* Start Task input *

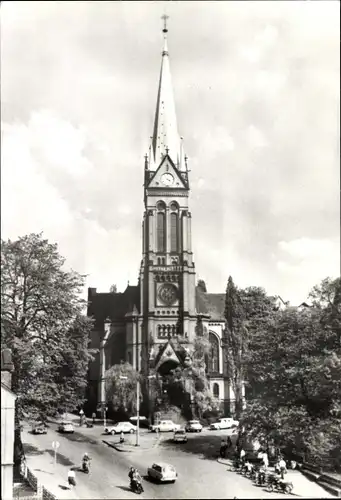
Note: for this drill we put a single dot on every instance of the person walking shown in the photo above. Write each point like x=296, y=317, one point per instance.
x=81, y=417
x=71, y=478
x=282, y=467
x=223, y=447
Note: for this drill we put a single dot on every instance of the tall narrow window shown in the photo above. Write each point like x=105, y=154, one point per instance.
x=214, y=354
x=161, y=232
x=174, y=232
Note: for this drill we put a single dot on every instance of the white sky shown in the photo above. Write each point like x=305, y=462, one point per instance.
x=257, y=94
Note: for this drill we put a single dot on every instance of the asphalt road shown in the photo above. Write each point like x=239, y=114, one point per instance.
x=200, y=475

* End Task input *

Set problem
Write the listing out a second time exactly, dropping all images.

Output of the exercise
Note: for this drill we put a single dot on every instance of the person walking shown in the photo above. Write each point like x=296, y=317, one point per instance.
x=81, y=417
x=71, y=478
x=282, y=467
x=223, y=447
Note: for this drill we put a single dot on every instance of the tall narrow window shown in the photo above. Write each point like x=105, y=154, one point per instance.
x=214, y=354
x=161, y=232
x=174, y=232
Note: for this drill we put a single dot on every instance of the white sky shown in the photo above. Write each point like x=305, y=462, one point per instance.
x=257, y=94
Note: for this drill we put a single dot on every instance of the asphalt road shown in the photo above. Write each point like x=239, y=114, one point per instance.
x=200, y=475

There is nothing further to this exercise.